▶ **SHORT EXERCISE 1**:
Answer from the sequence access method thread:
(a) Which option name does Andres Freund ask about being a horrible name?
(b) Which kind of sequences does he want the interface to be able to support?
(c) In Petr Jelinek's list of required return values, what is "int64 next" used for?

▶ **EXCERPT**:
-------------------------

Re: Sequence Access Method WIP

From
Andres Freund
Date:
On 2014-09-15 01:38:52 +0200, Petr Jelinek wrote:
> - int64 minv, maxv, incby, bool is_cycled - these are basically options
> giving info about how the new numbers are allocated (I guess some
> implementations are not going to support all of those)
> - bool is_called - the current built-in sequence generator behaves
> differently based on it and I am not sure we can get over it (it could
> perhaps be done in back-end independently of AM?)

I think we might be able to get rid of is_called entirely. Or at least
get rid of it from the view of the AMs.

> Also makes me think that the seqam options interface should also be passed
> the minv/maxv/incby/is_cycled etc options for validation, not just the
> amoptions.

Sup.

BTW: Is 'is_cycled' a horrible name, or is that just me? Horribly easy
to confuse with the fact that a sequence has already wrapped around...

> >And it should return:
> >
> >int64 value - the first value allocated.
> >int nvalues - the number of values allocated.
> >am_private - updated private data.
> >
> 
> There is also more needed than this, you need:
> - int64 value - first value allocated (value to be returned)
> - int64 nvalues - number of values allocated
> - int64 last - last cached value (used for cached/last_value)
> - int64 next - last logged value (used for wal logging)
> - am_private - updated private data, must be possible to return as null

> I personally don't like that we need all the "nvalues", "next" and "last" as
> it makes the seqam a little bit too aware of the sequence logging internals
> in my opinion but I haven't found a way around it - it's impossible for
> backend to know how the AM will act around incby/maxv/minv/cycling so it
> can't really calculate these values by itself, unless ofcourse we fix the
> behavior and require seqams to behave predictably, but that somewhat breaks
> the whole idea of leaving the allocation to the seqam. Obviously it would
> also work to return list of allocated values and then backend could
> calculate the "value", "nvalues", "last", "next" from that list by itself,
> but I am worried about performance of that approach.

Yea, it's far from pretty.

I'm not convinced that the AM ever needs to/should care about
caching. To me that's more like a generic behaviour. So it probably
should be abstracted away from the individual AMs.

I think the allocation routine might also need to be able to indicate
whether WAL logging is needed or not.

One thing I want attention to be paid to is that the interface should be
able to support 'gapless' sequences. I.e. where nextval() (and thus
alloc) needs to wait until the last caller to it finished. That very
well can be relevant from the locking *and* WAL logging perspective.

Greetings,

Andres Freund

-- Andres Freund                       http://www.2ndQuadrant.com/PostgreSQL Development, 24x7 Support, Training &
Services



Re: Sequence Access Method WIP

From
Petr Jelinek
Date:
On 16/09/14 14:17, Andres Freund wrote:
> On 2014-09-15 01:38:52 +0200, Petr Jelinek wrote:
>>
>> There is also more needed than this, you need:
>> - int64 value - first value allocated (value to be returned)

-------------------------

▶ **SHORT EXERCISE 2**:
List each line of the records that contains the word "beak".

▶ **ROWS**:
-------------------------

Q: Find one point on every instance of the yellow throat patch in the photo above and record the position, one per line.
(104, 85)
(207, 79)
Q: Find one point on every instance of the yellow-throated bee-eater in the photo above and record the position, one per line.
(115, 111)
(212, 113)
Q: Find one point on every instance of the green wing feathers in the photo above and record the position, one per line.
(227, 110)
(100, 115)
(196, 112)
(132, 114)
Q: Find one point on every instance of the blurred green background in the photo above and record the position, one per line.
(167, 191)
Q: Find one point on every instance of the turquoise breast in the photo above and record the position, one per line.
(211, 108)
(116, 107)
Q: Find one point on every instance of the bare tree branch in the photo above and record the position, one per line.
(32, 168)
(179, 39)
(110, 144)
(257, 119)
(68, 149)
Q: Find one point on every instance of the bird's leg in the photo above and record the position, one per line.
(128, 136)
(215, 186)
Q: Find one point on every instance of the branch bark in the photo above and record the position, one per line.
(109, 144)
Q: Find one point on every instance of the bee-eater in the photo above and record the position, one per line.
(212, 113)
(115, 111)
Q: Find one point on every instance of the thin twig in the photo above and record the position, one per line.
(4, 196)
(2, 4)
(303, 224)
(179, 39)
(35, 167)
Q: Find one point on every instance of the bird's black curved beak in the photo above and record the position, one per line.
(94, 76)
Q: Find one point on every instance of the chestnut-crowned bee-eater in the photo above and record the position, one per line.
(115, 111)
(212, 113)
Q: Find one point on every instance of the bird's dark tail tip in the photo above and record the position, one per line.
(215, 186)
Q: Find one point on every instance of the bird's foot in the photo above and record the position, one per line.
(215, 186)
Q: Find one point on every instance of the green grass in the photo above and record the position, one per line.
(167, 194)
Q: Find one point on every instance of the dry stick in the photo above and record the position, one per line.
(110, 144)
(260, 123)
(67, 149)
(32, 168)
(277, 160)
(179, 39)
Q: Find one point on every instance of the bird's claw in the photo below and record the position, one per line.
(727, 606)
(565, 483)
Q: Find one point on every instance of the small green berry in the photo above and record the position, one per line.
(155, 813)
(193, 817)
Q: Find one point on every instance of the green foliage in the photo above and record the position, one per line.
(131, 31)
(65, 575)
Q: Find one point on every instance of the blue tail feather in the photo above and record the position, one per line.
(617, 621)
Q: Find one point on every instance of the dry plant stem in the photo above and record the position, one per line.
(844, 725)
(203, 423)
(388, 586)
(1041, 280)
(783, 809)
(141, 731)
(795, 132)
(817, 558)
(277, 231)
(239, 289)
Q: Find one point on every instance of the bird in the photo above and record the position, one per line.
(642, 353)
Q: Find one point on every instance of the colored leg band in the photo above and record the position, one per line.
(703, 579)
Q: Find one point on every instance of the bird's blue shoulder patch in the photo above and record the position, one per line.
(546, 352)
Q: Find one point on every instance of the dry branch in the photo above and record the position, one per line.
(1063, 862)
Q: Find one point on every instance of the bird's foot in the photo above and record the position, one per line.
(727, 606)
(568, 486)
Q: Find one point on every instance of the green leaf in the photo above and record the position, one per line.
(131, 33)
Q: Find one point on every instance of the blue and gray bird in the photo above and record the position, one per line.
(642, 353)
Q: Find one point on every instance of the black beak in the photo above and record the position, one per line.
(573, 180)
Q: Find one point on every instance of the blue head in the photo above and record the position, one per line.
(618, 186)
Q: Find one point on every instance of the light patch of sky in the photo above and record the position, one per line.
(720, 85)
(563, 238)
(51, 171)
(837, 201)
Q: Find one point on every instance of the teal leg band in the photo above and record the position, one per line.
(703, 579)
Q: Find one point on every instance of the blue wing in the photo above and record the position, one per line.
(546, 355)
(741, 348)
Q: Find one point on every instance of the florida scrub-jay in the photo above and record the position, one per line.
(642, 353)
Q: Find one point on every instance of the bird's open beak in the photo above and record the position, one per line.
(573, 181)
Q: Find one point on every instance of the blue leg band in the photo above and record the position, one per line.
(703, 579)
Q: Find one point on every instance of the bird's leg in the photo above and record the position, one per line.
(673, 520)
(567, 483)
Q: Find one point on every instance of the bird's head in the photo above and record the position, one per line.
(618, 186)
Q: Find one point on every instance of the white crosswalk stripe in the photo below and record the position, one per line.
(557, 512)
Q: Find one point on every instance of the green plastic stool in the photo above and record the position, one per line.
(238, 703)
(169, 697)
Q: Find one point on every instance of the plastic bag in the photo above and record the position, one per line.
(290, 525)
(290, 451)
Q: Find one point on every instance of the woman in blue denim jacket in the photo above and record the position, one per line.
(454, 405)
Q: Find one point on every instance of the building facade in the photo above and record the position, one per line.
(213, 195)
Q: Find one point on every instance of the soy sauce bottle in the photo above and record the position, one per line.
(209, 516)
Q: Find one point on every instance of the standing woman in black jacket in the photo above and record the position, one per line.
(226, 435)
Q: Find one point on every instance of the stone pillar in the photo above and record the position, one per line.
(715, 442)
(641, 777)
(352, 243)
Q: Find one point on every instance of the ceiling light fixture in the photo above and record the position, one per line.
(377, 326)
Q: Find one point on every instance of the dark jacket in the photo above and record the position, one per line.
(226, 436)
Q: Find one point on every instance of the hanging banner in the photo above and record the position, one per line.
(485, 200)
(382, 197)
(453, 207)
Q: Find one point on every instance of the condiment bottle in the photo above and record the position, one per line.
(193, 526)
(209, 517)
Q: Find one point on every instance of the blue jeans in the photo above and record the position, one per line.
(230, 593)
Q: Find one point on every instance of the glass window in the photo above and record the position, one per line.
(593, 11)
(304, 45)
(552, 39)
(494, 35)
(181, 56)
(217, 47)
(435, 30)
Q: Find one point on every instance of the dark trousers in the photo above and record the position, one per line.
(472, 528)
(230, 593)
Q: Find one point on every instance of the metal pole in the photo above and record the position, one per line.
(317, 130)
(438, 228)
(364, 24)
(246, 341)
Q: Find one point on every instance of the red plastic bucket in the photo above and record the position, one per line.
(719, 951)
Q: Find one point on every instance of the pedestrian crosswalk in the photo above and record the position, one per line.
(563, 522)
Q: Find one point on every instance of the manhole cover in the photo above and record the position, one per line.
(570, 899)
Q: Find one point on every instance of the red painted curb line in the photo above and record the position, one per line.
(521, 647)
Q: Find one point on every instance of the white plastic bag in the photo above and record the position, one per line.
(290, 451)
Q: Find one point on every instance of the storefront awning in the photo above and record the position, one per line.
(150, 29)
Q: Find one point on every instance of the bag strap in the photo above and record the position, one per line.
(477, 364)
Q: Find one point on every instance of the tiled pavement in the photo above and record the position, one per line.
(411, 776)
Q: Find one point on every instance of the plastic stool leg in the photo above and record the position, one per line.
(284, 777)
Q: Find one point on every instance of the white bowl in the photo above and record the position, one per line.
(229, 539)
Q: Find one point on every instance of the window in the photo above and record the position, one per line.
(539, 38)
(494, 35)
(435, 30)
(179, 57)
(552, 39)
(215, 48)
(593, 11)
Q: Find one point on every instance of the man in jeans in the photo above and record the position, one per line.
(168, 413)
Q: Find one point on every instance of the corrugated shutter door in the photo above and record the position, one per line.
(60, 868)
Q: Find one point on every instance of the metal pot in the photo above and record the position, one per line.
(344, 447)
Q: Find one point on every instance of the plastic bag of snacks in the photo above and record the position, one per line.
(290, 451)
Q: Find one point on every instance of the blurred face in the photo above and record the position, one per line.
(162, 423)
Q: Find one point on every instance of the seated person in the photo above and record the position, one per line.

-------------------------

▶ **FINAL ANSWER 1**:
(a) 'is_cycled'
(b) 'Gapless' sequences
(c) WAL logging

▶ **FINAL ANSWER 2**:
Q: Find one point on every instance of the bird's black curved beak in the photo above and record the position, one per line.
Q: Find one point on every instance of the black beak in the photo above and record the position, one per line.
Q: Find one point on every instance of the bird's open beak in the photo above and record the position, one per line.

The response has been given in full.